■ PAGE EXTRACT ■
########################################

Learn the basic mechanics of using mining heat exhaust to warm a home from the experiences and lessons of this at-home bitcoin miner.
This article presents the first-hand experiences of TechEngineer, an at-home bitcoin miner using heat exhaust from mining machines to warm their house. Complete with photos, performance data, and some step-by-step instructions, this guide is the perfect beginner resource for miners interested in productive uses for the heat their machines create.
The date was November 29th, 2017. I was driving in my truck and heard on the radio that the price of Bitcoin had passed $10,000 for the first time in its history. That is the day that my journey began down the long and exciting rabbit hole of Bitcoin. I was intrigued and instantly drawn to the technology behind the most powerful decentralized computer the world had ever seen. I wanted to mine Bitcoin.
I attempted to buy my first miner, an Antminer S9 for a price of nearly $4,000 in the beginning of December 2017. The price of Bitcoin was skyrocketing at the time and so was the profitability of Bitcoin mining. There was a 45 day lead time on the miner I had paid for. During that 45 days I watched the price of Bitcoin peak and fall and in my FOMO I purchased a small mining contract. I learned that the incredible profitability of Bitcoin mining during a bull run does not last long. Network difficulty lags, but catches and surpasses price, then when price crashes, profitability drops off a ledge.
My mining contract that was producing plenty of Bitcoin at first, was now making nothing as the cost of electricity passed the price of mined Bitcoin. My miner never came and I was refunded the money. Lessons were learned and I realized I was not quite ready to take the plunge into mining Bitcoin. The risks and barriers to entry were high, even for an interested and technical person.
Fast forward to 2021, I had a newly inspired interest in Bitcoin based on the political and financial direction the world was going. I knew the world needed Bitcoin more than ever and I wanted to do my part as a citizen of the developing Bitcoin world – helping secure and protect the network by running my own node and miners.
With the knowledge that Bitcoin mining at home can be a costly endeavor with sometimes large, but potentially slim profit margins, I knew I needed to shift the profitability equation. I realized that if I could use the waste heat from the miners to heat my house, then the cost-benefit analysis of mining becomes much more favorable and sustainable. Decentralizing Bitcoin mining became too important to me and I had to learn to Mine 4 Heat.
As a long-time DIY’er and a technology-loving engineer, I was excited to solve this problem of mining heat exhaust. I knew I wanted to use the heat from the miners, but how? The simple answer is: put the miner in a room and use it as a space heater.

########################################

Reproduce, word for word, everything in the home mining heat article above from "Fast forward to" down to "Mine 4 Heat.".

########################################

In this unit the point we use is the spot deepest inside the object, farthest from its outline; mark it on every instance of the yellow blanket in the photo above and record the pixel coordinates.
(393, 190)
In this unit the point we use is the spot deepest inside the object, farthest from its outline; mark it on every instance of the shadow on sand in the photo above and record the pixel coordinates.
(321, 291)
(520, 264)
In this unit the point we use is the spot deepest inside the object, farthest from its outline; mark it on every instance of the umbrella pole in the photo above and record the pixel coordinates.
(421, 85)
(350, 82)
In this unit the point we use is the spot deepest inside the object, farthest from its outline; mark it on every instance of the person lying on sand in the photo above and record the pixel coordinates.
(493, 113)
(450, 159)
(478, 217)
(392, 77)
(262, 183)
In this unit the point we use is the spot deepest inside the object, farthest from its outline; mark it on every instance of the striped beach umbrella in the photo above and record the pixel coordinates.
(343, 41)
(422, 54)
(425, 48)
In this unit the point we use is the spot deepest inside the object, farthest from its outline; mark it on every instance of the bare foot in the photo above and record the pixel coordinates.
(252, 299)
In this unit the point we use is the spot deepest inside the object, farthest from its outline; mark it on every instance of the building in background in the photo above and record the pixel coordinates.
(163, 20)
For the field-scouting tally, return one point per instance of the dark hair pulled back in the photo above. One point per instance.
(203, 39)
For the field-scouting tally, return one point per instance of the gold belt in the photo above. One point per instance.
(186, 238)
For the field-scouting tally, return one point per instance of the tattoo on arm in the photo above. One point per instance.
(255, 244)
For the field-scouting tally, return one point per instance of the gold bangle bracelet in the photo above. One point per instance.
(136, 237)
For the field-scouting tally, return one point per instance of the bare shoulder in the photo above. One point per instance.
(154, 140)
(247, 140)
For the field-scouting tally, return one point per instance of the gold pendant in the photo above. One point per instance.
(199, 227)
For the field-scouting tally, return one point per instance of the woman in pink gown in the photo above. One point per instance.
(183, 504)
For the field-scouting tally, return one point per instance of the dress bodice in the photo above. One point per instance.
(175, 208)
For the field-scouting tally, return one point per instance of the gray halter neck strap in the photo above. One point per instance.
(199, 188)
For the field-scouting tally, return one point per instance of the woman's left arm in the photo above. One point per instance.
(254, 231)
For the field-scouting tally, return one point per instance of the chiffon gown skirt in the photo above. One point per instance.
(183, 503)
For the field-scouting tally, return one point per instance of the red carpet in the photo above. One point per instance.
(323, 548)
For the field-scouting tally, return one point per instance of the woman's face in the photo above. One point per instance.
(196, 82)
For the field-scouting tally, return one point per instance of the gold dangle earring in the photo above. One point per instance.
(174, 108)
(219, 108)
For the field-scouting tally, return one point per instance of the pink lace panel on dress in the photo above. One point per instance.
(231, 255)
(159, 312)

########################################

■ ANSWER BELOW ■
Fast forward to 2021, I had a newly inspired interest in Bitcoin based on the political and financial direction the world was going. I knew the world needed Bitcoin more than ever and I wanted to do my part as a citizen of the developing Bitcoin world – helping secure and protect the network by running my own node and miners.
With the knowledge that Bitcoin mining at home can be a costly endeavor with sometimes large, but potentially slim profit margins, I knew I needed to shift the profitability equation. I realized that if I could use the waste heat from the miners to heat my house, then the cost-benefit analysis of mining becomes much more favorable and sustainable. Decentralizing Bitcoin mining became too important to me and I had to learn to Mine 4 Heat.